TASK PROMPT: Pull out every line in the material below that contains the string "mouth". Matches must be case-sensitive.

(Coordinate annotation entries)
.....

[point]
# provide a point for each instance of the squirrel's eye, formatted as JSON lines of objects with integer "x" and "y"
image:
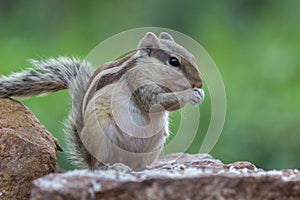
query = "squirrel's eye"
{"x": 174, "y": 61}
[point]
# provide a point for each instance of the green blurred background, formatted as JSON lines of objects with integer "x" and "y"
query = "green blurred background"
{"x": 255, "y": 44}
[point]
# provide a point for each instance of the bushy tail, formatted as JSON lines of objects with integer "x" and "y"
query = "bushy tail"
{"x": 49, "y": 76}
{"x": 46, "y": 77}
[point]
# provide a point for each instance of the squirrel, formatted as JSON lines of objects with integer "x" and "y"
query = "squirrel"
{"x": 120, "y": 110}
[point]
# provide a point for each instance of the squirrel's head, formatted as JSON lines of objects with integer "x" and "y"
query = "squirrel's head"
{"x": 168, "y": 63}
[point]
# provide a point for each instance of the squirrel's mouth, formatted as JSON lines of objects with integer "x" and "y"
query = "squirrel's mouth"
{"x": 201, "y": 94}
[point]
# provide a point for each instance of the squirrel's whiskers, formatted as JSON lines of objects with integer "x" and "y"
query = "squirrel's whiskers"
{"x": 119, "y": 111}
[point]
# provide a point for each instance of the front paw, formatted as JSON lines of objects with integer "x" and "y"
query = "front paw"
{"x": 197, "y": 96}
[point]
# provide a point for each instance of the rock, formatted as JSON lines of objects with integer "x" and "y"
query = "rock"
{"x": 175, "y": 176}
{"x": 27, "y": 150}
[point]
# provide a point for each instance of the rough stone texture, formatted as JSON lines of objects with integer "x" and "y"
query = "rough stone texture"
{"x": 27, "y": 150}
{"x": 176, "y": 176}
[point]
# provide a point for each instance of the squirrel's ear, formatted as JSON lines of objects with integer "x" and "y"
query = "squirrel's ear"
{"x": 166, "y": 36}
{"x": 149, "y": 41}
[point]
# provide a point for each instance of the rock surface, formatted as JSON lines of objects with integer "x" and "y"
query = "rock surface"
{"x": 27, "y": 150}
{"x": 176, "y": 176}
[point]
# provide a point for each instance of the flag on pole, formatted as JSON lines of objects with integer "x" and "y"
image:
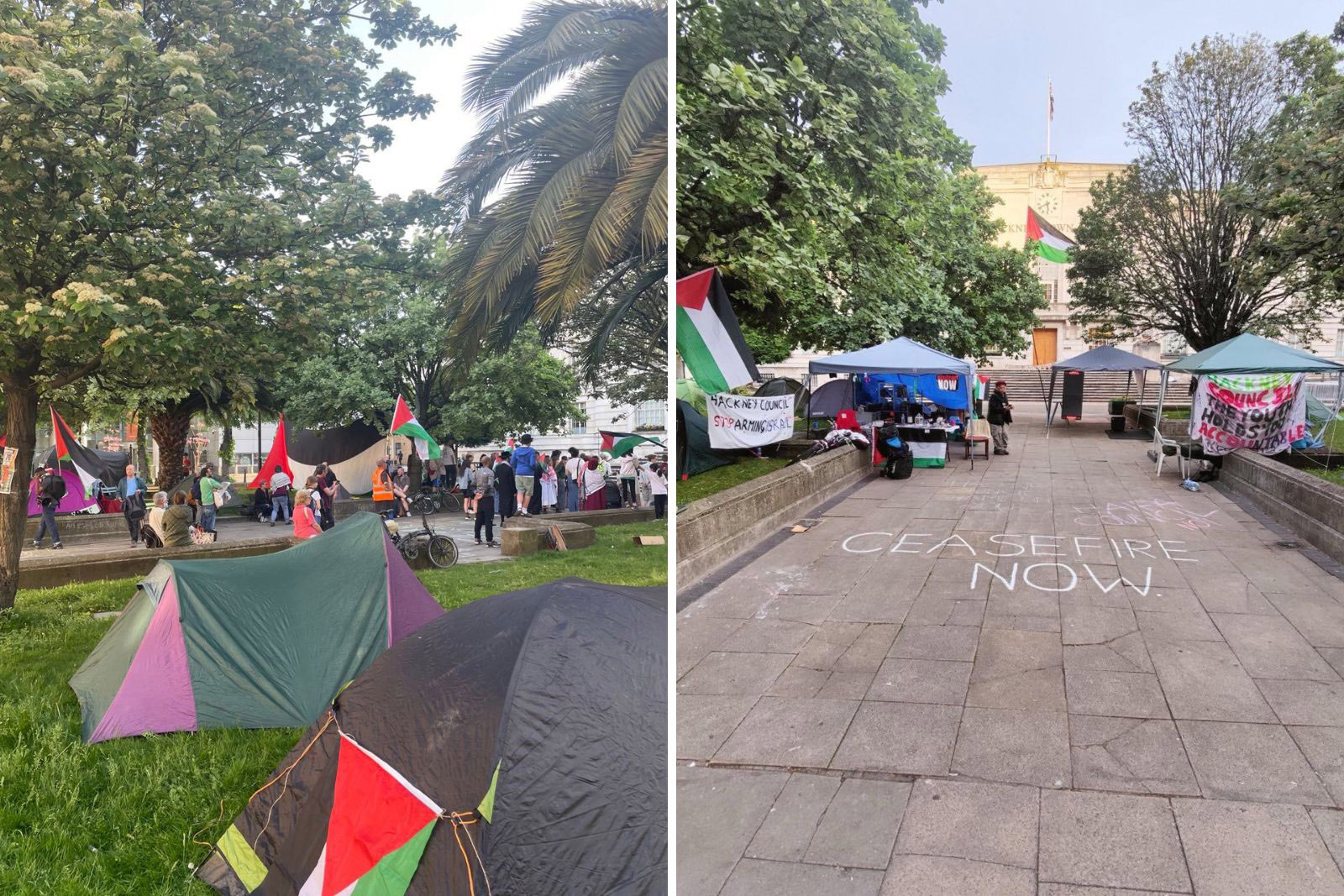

.....

EXERCISE ANSWER:
# provide a point for each instance of the squirrel's mouth, formatted as JSON lines of objects with integer "x" and "y"
query = "squirrel's mouth"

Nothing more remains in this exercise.